Decide whether each statement agrees with the crossword XML outline below, answering yes or no and quoting the words from the outline that settle it. (a) The grid is set to 15 rows and 15 columns. (b) The crossword element gives its language as French. (c) The letter with id "1,12" is W.

SUPPLIED TEXT =
** start **
Outline of the XML structure in XML. The example crossword XML above follows this form.

<?xml version="1.0" encoding="utf-8"?>
<puzzle>
    <crossword language="en">
        <metadata>
            <title>"Title of Crossword"</title>
            <date>month DD, YYYY</date> 
            <creator>By John Smith</creator>
            <rights>Copyright, ...</rights>
            <publisher>Houston Chronical</publisher>
            <identifier>http://www.example.com/puzzles/crossword.puz</identifier>
            <description>Puzzle of type Crossword and style American in language English. 
            Format .xml following schema http://www.kooonts.com/some/dir/crossword.</description>
        </metadata>
    
        <american>
            <grid rows="15" columns="15">
                <letter id="1,1">W</letter>
                <letter id="1,2">O</letter>
                <letter id="1,3">R</letter>
                <letter id="1,4">D</letter>
                <letter id="1,5">A</letter>
                <letter id="1,6">C</letter>
                <letter id="1,7">R</letter>
                <letter id="1,8">O</letter>
                <letter id="1,9">S</letter>
                <letter id="1,10">S</letter>
                <blank></blank>
                <letter id="1,12">W</letter>
                ...
** end **
MATERIAL =
** start **
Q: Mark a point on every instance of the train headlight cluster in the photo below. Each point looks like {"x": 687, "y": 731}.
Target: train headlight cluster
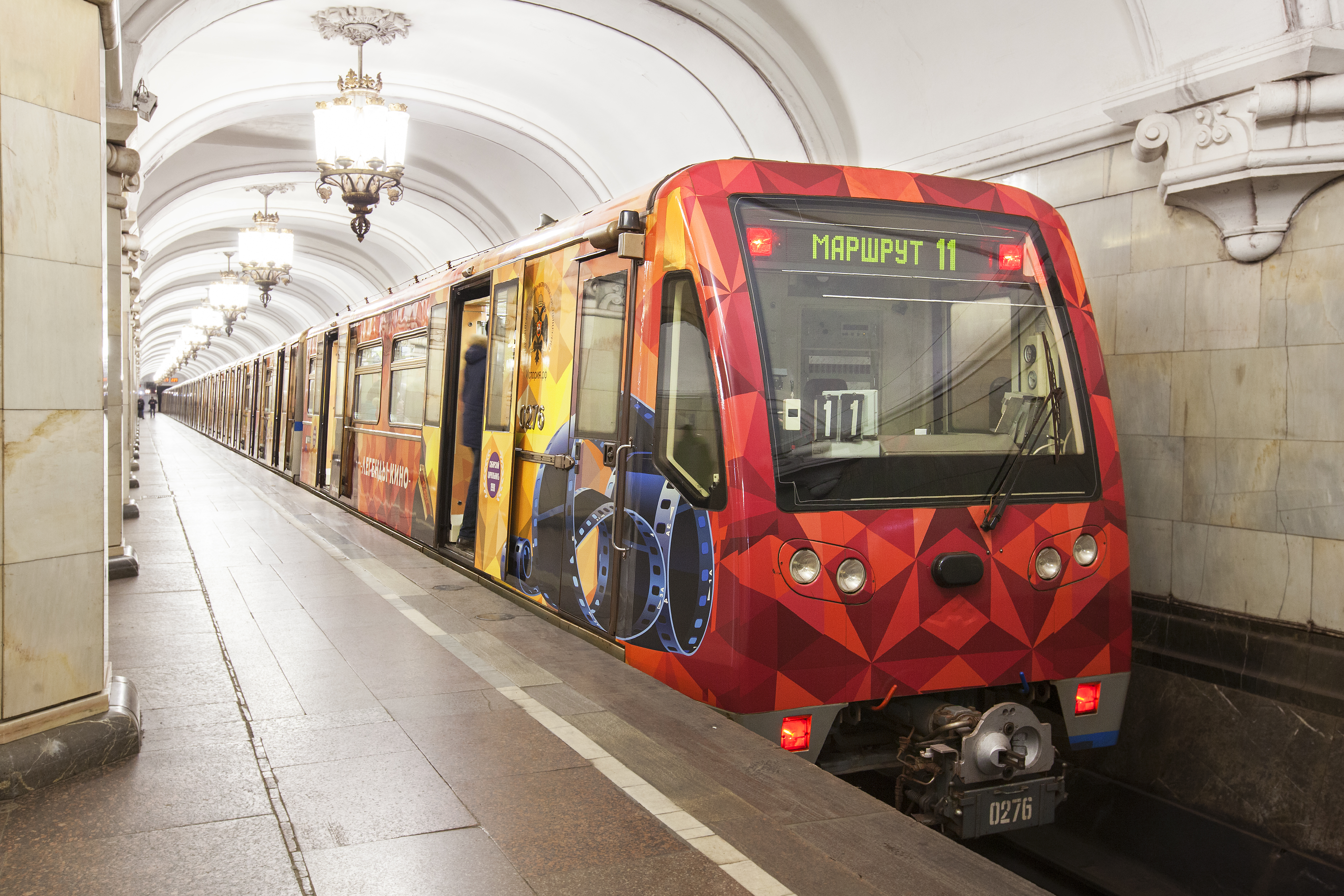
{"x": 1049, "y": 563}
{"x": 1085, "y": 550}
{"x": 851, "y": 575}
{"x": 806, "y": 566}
** end **
** start **
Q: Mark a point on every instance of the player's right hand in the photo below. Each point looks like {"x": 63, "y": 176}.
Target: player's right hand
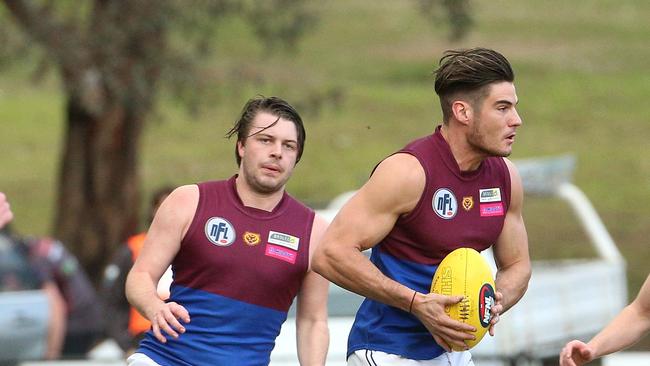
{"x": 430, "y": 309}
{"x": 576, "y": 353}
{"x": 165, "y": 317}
** end **
RESULT OF THIS TASK =
(a) Yes: `<grid rows="15" columns="15">`
(b) No: `<crossword language="en">`
(c) Yes: `<letter id="1,12">W</letter>`